_Document_
★ ★ ★ ★

Veer Kunwar Singh University
- Motto: विद्या धर्मेण शोभते
- Motto in English: Knowledge Shines with Righteousness
- Type: Public
- Established: 22 October 1992 (33 years ago)
- Affiliations: UGC, AIU
- Chancellor: Governor of Bihar
- Vice-Chancellor: Shailendra Kumar Chaturvedi
- Location: Arrah, Bihar, India
- Campus: Urban;
- Website: www.vksu.ac.in

= Veer Kunwar Singh University =

Public university in Arrah, Bihar, India

Veer Kunwar Singh University is an Indian public university established on 22 October 1992, headquartered at Arrah, under the Bihar University Act 1976 (as amendment Act 9 of 1992). It is named after Kunwar Singh, a national hero and freedom fighter.

It is in the list of recognized universities under section 2(f) of the U.G.C. Act. All of its 17 constituent colleges and one affiliated college receive final assistance from U.G.C. by virtue of being constituent/affiliated colleges of the erstwhile Magadh University in Gaya, Bihar. It is in the list of recognized universities under the AICTE with ID-1-44497171004 for Master of Business Administration and Master in Computer Science. It is in the list of university under the Department of Higher Education, Government of India with code-U-0077 and under Institution's Innovation Council with ID-IC202431006. It is in the list of recognized university under National Council for Teacher Education with Code No-APE00529 for B.Ed course.

★ ★ ★ ★

_Extracted records_
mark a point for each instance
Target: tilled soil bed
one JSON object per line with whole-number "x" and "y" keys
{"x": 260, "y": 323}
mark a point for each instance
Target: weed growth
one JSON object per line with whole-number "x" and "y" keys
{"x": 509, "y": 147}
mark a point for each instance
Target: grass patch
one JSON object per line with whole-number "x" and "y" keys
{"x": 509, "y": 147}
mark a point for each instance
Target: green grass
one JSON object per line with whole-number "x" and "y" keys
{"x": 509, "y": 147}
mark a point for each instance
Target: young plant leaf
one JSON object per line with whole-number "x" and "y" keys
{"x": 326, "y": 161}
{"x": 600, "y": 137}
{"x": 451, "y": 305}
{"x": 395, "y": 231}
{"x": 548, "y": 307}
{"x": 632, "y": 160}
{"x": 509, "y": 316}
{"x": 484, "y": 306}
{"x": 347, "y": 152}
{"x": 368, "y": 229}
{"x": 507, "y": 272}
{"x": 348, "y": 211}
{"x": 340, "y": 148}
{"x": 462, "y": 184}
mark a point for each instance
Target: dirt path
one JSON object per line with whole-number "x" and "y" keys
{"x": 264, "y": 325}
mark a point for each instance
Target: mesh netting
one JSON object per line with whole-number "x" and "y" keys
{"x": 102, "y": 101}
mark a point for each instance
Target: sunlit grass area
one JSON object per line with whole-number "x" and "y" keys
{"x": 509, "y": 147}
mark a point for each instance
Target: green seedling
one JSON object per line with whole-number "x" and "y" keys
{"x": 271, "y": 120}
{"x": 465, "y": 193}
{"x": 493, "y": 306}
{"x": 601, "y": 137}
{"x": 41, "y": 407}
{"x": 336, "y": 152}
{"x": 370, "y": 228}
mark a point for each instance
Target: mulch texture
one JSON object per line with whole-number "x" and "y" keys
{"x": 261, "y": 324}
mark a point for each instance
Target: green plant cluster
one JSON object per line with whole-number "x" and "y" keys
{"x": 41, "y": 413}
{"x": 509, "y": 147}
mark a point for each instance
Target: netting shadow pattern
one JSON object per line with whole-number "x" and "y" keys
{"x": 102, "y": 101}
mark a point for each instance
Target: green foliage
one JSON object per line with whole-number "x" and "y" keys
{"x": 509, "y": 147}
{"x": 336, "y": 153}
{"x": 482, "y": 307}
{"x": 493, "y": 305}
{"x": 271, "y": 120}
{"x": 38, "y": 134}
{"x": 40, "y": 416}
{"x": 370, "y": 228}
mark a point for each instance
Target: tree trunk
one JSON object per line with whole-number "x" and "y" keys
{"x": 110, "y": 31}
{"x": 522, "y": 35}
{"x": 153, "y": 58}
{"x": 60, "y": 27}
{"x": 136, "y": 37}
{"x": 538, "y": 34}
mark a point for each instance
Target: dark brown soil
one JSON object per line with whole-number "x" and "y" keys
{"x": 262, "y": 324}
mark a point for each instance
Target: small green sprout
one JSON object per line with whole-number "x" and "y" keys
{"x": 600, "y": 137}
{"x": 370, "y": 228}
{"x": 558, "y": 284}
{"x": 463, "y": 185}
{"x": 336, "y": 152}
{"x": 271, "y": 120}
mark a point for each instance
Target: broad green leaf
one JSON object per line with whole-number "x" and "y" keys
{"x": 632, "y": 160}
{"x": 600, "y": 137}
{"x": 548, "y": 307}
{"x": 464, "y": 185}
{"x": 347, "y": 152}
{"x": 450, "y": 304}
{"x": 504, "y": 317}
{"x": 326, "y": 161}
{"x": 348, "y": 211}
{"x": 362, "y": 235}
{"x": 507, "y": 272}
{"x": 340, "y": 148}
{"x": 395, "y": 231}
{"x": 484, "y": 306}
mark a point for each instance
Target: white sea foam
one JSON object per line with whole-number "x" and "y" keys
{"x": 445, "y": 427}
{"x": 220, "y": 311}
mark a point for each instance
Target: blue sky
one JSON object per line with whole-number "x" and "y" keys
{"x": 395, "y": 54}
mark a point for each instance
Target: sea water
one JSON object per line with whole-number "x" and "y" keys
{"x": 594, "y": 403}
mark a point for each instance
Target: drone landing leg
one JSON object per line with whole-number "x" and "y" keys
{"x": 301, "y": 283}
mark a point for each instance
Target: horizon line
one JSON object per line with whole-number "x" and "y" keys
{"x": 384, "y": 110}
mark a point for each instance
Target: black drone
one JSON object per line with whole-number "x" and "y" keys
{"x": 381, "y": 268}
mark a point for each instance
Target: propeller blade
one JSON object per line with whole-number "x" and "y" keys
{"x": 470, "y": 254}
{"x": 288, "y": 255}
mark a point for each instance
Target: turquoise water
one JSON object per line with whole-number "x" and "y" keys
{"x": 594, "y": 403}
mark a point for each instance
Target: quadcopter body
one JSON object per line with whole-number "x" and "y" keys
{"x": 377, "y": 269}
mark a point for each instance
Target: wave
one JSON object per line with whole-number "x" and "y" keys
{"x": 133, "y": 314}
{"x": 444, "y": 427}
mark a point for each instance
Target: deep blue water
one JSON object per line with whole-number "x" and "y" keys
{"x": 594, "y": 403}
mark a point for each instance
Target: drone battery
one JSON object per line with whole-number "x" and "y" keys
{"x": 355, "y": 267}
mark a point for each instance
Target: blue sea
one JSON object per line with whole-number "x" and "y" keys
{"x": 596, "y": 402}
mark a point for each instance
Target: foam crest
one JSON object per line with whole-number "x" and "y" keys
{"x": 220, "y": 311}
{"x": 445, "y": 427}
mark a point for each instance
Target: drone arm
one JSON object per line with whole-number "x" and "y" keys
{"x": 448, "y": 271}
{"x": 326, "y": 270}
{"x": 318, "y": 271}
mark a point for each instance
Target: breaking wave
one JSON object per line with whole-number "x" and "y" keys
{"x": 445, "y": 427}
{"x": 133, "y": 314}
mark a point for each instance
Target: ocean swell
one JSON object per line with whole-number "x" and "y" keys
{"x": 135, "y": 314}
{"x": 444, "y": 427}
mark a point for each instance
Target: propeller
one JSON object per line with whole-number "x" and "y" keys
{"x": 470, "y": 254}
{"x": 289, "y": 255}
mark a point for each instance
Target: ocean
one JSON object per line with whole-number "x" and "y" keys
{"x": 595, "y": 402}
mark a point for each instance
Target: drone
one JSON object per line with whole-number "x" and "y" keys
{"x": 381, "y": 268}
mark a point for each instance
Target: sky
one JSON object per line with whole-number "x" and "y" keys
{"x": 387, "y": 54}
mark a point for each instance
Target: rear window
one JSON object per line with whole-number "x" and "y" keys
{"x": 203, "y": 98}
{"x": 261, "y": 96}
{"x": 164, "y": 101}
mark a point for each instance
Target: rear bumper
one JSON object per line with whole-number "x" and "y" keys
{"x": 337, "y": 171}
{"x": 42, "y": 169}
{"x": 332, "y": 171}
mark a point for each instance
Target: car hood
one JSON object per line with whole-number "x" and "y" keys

★ ★ ★ ★

_Directives_
A - Reproduce the portion of the university passage that starts with the words containing "Veer Kunwar Singh University is" and finishes with "and freedom fighter.".
B - Identify each line of the records that contains the string "foam", counting a match only when the case is the same, and copy every such line.

_Outputs in order_
A -
Veer Kunwar Singh University is an Indian public university established on 22 October 1992, headquartered at Arrah, under the Bihar University Act 1976 (as amendment Act 9 of 1992). It is named after Kunwar Singh, a national hero and freedom fighter.

B -
Target: white sea foam
Target: foam crest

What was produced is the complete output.